■ Exercise description
Read the passage on digital camera resolution below and state whether each statement agrees with it, answering yes or no and quoting the deciding words: 1. Most compact cameras do not offer RAW format. 2. A 24-inch widescreen display shows images at 2560 x 1600. 3. Image size and compression are the two major factors that affect quality in a digital camera.

■ Selected passage
========
Viva la Resolution!

How much memory to take on a trip is a decision that all digital photographers face at some point, pro and amateur alike. If you're a pro, the answer is to buy a bunch of memory and charge it to the client or write it off. If you're a traveler on a budget, the answer isn't that simple. You have to buy smart and make your choice based on quantity vs. quality. 

A digital newbie will say, "I love my new digital camera and the manual says that on this setting I can fit 22,000 pictures on one 4GB card!”  While that might be technically true for 640x480 VGA images, it's usually followed at a later date by, “This camera sucks! The pictures looked ok on the LCD, but they're are all fuzzy when I have them printed!”  

I’ll try to explain the how and why of quality vs. quantity and afterwards, give my suggestions on how to make an informed decision on what's best for you.

Quality and resolution:

 In a digital camera there are two major factors that affect quality. These are image size (resolution) and compression (quality). I will continue my preference for non-technical explanations and leave out the gory details about photosites, Bayer arrays and the worst of lossless vs. lossy compression. I will also leave RAW format out since most compact cameras don’t offer it and every manufacturer has their own. If you want more tech, Google those words and brace yourself!

Image Size (resolution):

Digital cameras capture light on a sensor made up of tiny light sensitive dots that roughly translate into pixels on the final image. Simply put, the resolution of a camera sensor is the number of  dots, or pixels, side to side multiplied by the number of pixels up and down. If that number equals a million, the sensor’s resolution is one megapixel (MP). Marketing departments have made the megapixel a household word and it is the measuring stick that we now use to measure the ability of a camera to capture detail. More dots = more resolution = more detail. With some exceptions, this holds true. (You may want to read my article on camera choices.)  

Let’s turn those dots, or pixels into something easy to relate to. Your computer monitor’s resolution is a good place to start, since you will probably use it the most to view your pictures. Monitor resolution is also measured in pixels. A 14” laptop screen typically has an 1368 pixels x 768 pixels (1.05 MP) resolution. A 20” LCD will usually be 1600 x 900 (1.44 MP). If you work with a 24” widescreen display, your images will be displayed at 1920 x 1200 (2.3 MP). The much-lauded Retina display on the iPad 4 is 2048 x 1536 (3.15 MP). If you are lucky enough to own one of the newer hi-resolution 27" or 30" graphics monitors, they display a whopping 2560 x 1600 image (4.1 MP). Whopping, by the way, for a monitor. For a camera, it's hard to find a new one under 10 MP anymore.
========
■ Raw records
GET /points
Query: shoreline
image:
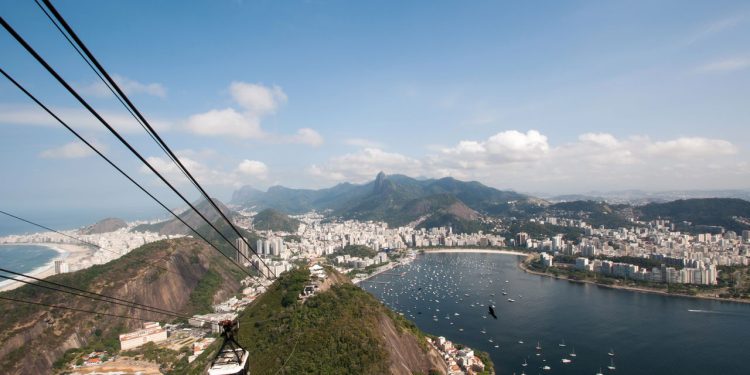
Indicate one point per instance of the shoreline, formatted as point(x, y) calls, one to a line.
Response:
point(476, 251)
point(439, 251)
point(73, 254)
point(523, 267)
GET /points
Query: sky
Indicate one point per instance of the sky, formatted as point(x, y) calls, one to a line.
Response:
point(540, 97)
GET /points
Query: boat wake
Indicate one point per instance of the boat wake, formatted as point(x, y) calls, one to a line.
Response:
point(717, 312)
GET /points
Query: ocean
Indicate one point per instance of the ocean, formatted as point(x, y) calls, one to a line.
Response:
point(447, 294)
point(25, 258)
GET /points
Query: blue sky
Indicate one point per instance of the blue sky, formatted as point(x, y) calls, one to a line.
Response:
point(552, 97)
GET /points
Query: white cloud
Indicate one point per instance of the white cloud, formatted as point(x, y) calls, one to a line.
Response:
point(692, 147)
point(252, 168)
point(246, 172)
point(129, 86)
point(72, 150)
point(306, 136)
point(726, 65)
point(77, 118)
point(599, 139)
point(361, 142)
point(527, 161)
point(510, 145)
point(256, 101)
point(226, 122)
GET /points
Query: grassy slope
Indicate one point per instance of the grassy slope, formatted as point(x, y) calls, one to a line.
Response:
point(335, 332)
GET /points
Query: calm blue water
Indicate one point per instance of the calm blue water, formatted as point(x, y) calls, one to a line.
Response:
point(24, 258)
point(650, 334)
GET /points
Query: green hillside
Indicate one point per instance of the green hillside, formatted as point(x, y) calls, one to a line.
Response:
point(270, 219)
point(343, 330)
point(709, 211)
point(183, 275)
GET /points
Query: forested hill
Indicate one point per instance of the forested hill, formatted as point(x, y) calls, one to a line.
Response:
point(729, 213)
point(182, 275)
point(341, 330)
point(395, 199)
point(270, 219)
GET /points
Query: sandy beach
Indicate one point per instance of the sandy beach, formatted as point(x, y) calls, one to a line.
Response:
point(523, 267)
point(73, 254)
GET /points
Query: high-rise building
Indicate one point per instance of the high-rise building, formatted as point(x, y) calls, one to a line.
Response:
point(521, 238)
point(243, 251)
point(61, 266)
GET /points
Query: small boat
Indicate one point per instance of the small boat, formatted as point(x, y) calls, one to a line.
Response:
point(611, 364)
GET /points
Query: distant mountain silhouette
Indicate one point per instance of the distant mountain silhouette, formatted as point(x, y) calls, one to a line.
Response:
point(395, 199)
========
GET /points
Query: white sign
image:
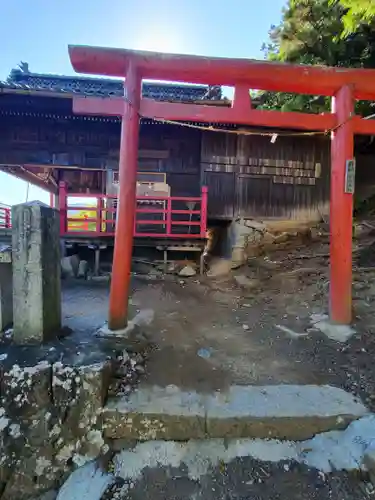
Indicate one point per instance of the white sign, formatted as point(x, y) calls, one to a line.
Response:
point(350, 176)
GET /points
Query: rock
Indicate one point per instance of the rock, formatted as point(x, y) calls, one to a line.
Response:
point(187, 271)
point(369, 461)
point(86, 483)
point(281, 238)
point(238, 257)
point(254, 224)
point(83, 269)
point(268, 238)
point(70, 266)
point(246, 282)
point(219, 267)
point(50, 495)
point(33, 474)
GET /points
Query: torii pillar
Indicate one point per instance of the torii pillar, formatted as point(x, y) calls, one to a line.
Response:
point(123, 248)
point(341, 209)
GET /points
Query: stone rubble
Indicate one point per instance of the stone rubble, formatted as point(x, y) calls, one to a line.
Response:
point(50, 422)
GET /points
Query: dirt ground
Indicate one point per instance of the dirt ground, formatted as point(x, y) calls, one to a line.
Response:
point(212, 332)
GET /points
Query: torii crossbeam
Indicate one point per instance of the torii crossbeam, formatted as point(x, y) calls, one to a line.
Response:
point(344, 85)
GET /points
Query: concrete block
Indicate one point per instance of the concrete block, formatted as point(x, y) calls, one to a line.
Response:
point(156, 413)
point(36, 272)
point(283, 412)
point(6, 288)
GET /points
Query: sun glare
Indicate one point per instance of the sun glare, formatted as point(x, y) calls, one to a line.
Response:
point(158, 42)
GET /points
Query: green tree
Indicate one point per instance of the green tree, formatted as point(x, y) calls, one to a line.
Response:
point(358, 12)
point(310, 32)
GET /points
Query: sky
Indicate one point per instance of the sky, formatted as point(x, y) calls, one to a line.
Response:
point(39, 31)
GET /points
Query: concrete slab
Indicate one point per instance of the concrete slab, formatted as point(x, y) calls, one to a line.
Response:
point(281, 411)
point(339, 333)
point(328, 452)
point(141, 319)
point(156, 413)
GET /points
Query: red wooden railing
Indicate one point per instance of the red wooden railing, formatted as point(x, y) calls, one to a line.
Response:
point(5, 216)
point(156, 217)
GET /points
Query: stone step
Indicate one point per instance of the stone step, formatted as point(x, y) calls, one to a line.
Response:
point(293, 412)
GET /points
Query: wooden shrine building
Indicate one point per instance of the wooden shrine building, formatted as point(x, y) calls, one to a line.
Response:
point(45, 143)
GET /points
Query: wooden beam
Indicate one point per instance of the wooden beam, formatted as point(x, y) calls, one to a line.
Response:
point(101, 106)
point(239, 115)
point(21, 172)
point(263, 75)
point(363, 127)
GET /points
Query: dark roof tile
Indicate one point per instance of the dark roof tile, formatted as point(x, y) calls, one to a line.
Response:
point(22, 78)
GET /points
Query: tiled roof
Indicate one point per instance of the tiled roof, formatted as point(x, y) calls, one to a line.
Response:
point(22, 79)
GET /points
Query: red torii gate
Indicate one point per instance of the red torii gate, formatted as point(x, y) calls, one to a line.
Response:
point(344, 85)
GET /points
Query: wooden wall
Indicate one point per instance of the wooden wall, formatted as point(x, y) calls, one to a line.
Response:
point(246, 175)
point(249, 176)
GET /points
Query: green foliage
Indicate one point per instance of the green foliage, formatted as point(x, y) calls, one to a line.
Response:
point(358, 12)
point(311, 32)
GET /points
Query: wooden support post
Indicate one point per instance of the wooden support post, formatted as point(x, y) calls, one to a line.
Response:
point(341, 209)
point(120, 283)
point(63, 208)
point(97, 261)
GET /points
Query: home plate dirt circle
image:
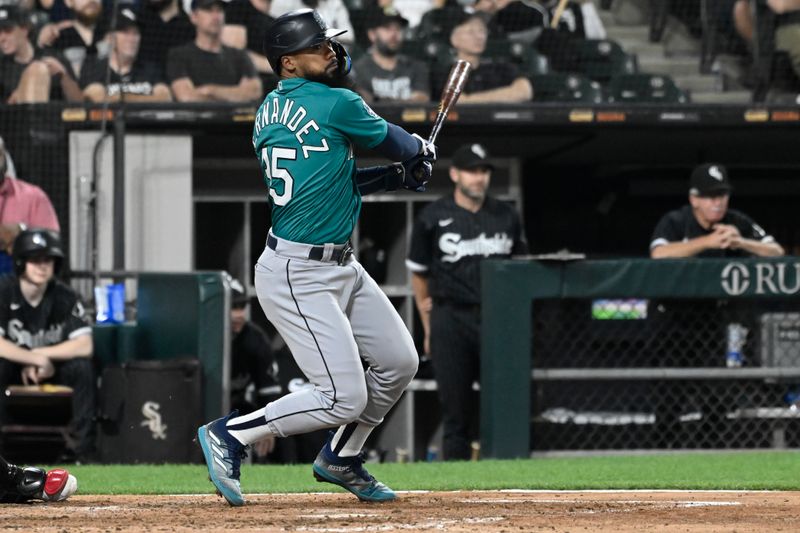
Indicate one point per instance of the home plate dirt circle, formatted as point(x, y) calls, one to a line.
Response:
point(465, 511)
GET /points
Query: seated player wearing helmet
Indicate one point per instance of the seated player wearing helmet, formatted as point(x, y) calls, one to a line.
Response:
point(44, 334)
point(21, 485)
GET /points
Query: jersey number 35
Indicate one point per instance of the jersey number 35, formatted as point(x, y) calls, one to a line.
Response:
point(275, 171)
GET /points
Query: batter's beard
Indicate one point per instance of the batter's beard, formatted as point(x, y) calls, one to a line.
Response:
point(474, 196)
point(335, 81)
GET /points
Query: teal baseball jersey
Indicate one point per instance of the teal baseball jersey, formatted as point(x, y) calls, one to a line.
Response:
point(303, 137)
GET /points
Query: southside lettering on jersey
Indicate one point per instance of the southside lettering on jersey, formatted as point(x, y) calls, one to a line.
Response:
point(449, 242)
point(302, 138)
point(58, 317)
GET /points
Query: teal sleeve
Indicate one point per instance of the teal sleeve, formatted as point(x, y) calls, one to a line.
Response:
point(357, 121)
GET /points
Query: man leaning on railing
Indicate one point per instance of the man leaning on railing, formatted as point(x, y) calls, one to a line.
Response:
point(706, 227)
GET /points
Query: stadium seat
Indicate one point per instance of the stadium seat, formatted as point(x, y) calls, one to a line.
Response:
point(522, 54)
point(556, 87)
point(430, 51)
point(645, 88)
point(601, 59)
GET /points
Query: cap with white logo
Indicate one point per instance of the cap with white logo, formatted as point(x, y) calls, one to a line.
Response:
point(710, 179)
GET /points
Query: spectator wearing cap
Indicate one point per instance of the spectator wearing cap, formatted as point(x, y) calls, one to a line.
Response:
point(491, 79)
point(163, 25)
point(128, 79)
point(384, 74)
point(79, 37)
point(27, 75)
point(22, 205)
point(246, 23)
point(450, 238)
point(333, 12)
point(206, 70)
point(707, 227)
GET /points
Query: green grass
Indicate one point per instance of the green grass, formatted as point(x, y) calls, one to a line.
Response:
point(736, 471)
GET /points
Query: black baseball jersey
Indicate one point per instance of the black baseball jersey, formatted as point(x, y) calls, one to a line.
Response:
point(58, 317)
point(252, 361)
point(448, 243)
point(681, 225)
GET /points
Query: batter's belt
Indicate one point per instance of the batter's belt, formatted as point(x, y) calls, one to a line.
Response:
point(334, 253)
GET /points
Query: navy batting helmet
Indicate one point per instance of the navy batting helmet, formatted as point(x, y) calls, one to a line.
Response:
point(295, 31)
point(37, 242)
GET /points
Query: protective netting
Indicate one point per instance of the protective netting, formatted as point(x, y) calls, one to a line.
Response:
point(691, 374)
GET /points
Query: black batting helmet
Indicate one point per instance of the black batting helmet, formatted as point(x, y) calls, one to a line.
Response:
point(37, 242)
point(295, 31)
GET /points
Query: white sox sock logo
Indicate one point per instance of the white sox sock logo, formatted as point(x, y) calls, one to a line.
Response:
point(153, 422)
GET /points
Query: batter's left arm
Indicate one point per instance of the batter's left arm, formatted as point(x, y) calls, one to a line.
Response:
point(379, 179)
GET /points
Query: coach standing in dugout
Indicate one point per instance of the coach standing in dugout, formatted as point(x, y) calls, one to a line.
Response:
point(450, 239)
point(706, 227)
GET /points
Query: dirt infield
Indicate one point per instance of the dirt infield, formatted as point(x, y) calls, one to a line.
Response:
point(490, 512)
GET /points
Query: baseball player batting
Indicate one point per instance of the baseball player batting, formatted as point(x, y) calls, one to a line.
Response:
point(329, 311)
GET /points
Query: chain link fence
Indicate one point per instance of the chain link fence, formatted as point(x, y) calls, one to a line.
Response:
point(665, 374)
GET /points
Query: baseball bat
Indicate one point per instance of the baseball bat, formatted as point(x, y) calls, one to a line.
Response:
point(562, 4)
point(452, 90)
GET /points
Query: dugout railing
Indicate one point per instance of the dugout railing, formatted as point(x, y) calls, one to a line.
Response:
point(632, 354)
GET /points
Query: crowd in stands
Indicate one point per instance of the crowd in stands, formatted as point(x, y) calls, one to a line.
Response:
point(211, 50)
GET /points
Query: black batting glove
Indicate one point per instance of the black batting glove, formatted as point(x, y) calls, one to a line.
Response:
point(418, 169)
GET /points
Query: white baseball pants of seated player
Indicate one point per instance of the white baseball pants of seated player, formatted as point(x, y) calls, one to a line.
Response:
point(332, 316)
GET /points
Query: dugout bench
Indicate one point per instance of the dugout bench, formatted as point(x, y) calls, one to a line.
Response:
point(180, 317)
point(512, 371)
========
■ Exercise answer
1. Yes: "most compact cameras don’t offer it"
2. No: "If you work with a 24” widescreen display, your images will be displayed at 1920 x 1200 (2.3 MP)."
3. Yes: "These are image size (resolution) and compression (quality)."